(ACTIVITY)
Output the entries in full and verbatim, pictures omitted.

(EXCERPTED DATA)
══════════════════════════════
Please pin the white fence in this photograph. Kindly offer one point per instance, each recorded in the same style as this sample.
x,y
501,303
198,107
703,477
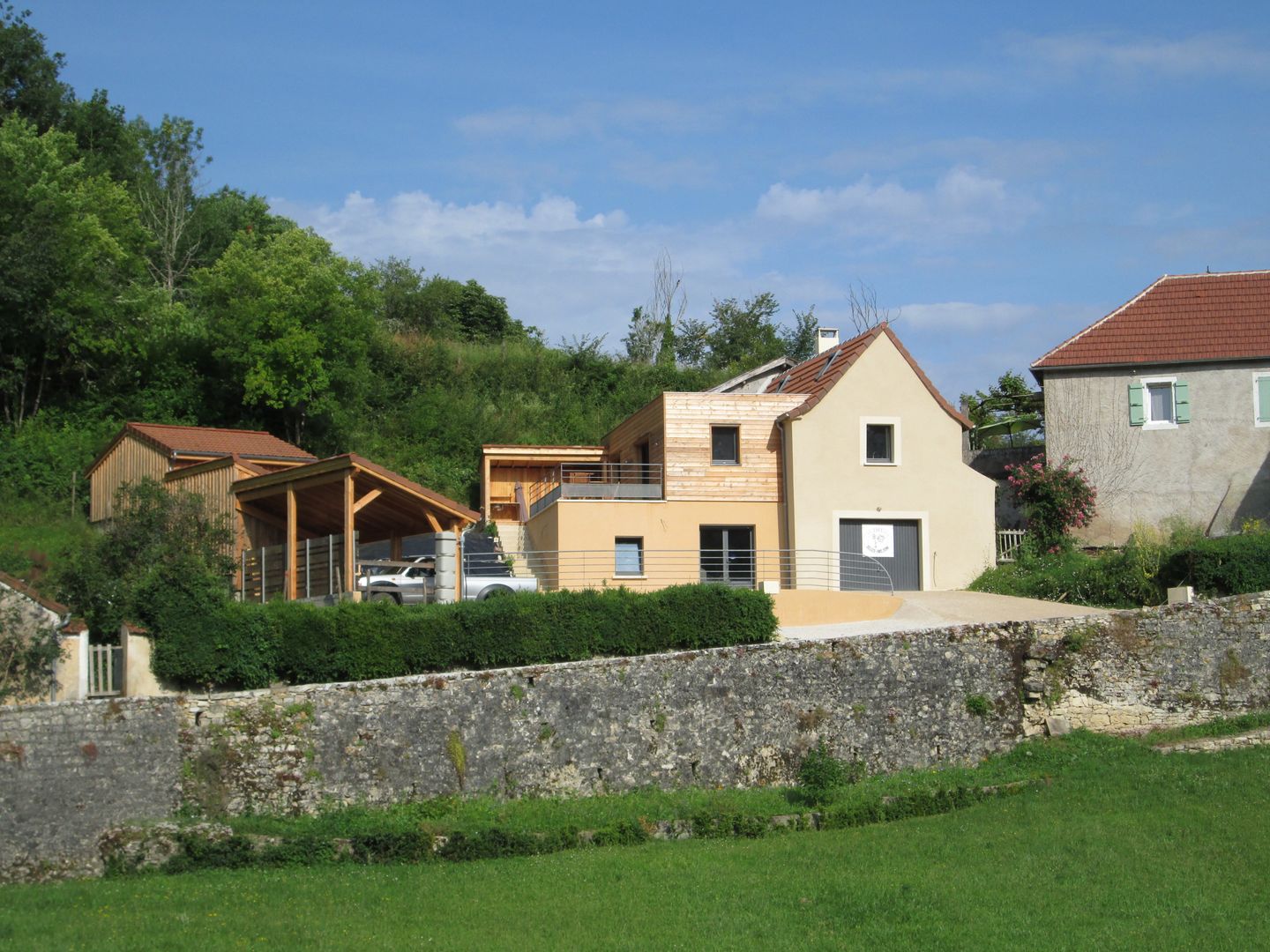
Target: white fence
x,y
104,671
1009,542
══════════════════════════════
(PROBLEM SOLUTION)
Please pin the white fence in this photograph. Kindly offer one point per instance, each recorded in the same style as this sample.
x,y
501,303
198,107
703,477
Target: white fence
x,y
104,671
1009,542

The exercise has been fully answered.